Work task
A word-for-word transcript of the closing lines is required: from the one with "target | blue jean shorts" through the final line of the data.

[Saved entries]
>>>
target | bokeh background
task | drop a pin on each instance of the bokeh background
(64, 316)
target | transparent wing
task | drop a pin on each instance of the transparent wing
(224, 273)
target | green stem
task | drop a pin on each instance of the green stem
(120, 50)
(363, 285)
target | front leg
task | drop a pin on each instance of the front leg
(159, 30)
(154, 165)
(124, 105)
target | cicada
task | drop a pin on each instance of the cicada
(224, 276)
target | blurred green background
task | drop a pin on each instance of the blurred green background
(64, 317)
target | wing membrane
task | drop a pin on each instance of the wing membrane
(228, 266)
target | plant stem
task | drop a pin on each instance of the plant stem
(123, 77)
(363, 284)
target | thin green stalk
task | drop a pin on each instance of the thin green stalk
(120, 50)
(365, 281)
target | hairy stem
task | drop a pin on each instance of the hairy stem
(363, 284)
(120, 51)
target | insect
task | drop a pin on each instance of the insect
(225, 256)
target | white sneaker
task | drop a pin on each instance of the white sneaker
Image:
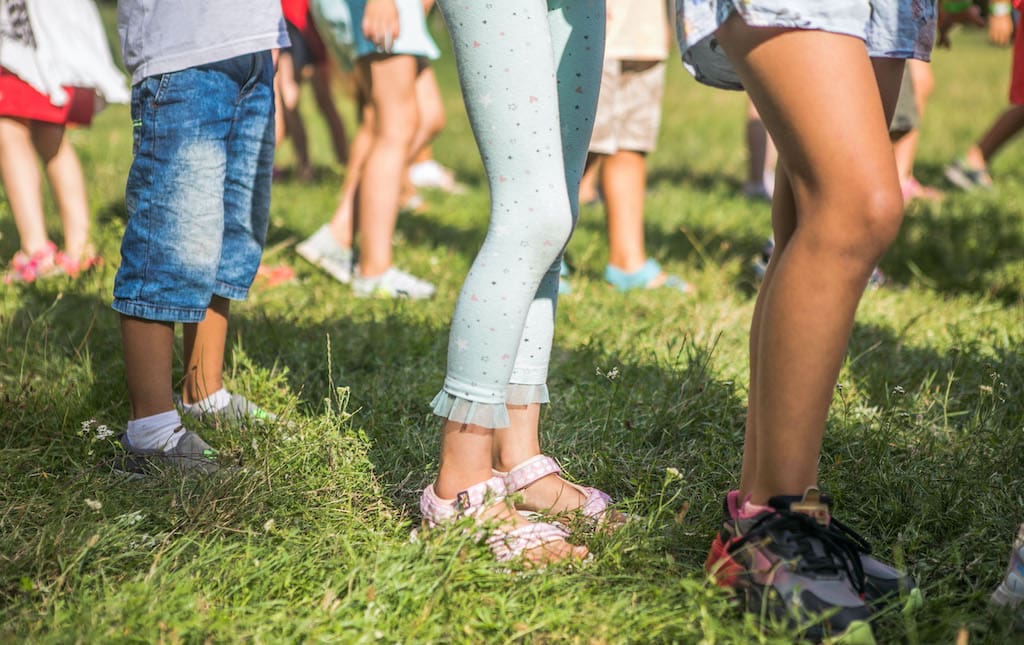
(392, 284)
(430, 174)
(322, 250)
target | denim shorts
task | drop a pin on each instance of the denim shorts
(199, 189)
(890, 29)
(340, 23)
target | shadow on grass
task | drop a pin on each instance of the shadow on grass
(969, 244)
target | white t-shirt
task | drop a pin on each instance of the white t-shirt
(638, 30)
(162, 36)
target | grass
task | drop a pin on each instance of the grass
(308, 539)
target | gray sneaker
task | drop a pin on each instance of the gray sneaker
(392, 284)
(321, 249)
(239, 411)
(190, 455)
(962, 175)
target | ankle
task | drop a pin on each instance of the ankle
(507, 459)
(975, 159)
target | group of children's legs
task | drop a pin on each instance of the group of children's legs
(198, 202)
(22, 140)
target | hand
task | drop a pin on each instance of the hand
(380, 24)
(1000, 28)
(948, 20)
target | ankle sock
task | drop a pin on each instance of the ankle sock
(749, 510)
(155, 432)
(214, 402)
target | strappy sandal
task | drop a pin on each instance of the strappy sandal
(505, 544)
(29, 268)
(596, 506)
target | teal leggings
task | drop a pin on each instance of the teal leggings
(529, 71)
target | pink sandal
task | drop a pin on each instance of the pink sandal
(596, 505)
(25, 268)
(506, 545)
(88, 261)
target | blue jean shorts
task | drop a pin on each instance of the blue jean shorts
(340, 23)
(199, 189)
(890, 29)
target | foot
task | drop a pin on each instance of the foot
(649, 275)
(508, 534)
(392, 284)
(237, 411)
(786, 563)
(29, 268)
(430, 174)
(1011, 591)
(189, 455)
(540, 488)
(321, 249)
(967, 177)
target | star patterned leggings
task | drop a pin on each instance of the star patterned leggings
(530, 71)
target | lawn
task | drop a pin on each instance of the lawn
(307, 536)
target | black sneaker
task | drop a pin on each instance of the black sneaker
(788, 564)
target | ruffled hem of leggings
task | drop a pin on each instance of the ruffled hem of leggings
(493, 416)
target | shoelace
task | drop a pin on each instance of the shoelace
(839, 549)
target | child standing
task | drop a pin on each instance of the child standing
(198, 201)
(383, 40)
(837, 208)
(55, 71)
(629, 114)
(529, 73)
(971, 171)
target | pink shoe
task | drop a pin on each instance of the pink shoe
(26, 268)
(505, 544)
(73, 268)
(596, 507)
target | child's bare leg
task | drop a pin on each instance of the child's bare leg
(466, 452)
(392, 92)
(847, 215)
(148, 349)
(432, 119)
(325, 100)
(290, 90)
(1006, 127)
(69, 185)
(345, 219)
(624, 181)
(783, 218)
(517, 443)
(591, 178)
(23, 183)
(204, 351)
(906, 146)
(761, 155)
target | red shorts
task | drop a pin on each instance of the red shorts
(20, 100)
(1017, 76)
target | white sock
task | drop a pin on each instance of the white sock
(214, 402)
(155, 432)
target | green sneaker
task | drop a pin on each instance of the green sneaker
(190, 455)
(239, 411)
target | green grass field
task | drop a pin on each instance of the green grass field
<<<
Result for this exercise
target | blue jean shorts
task | drop a pin on each instance of the blue jean shorts
(340, 23)
(199, 189)
(890, 29)
target | foot
task | drop a pin on each instance of the foot
(649, 275)
(508, 534)
(392, 284)
(237, 411)
(786, 563)
(29, 268)
(430, 174)
(1011, 591)
(189, 455)
(540, 488)
(321, 249)
(967, 177)
target | star patterned leggings
task | drop a pin on each instance of the star patterned leggings
(530, 71)
target | lawn
task | drop a pin on each instance of the lawn
(307, 536)
target | black sneaker
task | drop a pin on each instance of the black sneaker
(788, 564)
target | ruffled hem of leggings
task | drop a pin on each instance of the ruffled hem of leggings
(493, 416)
target | shoelace
task | drop a pin on each instance of the shoelace
(839, 549)
target | child standing
task | drop a pin on each instance of the child standing
(198, 201)
(383, 40)
(837, 208)
(55, 71)
(629, 114)
(529, 73)
(971, 171)
target | pink shoe
task | drop a pin on each instance of the pink shoe
(26, 268)
(505, 544)
(73, 268)
(596, 507)
target | child's bare leg
task | drop a pin on each instance of the child's bare leg
(466, 452)
(392, 92)
(847, 215)
(148, 349)
(432, 119)
(325, 100)
(290, 90)
(1006, 127)
(69, 185)
(345, 219)
(624, 181)
(783, 218)
(517, 443)
(591, 178)
(23, 183)
(204, 351)
(906, 146)
(761, 155)
target | red shorts
task | drop a pin on each instance of the red shorts
(20, 100)
(1017, 76)
target | white sock
task | drop a pin on each instance of the white sock
(214, 402)
(155, 432)
target | green sneaker
task | drop a pin on each instance of the green sneaker
(190, 455)
(239, 411)
target | green grass field
task | drop a pin on each instance of the green grass field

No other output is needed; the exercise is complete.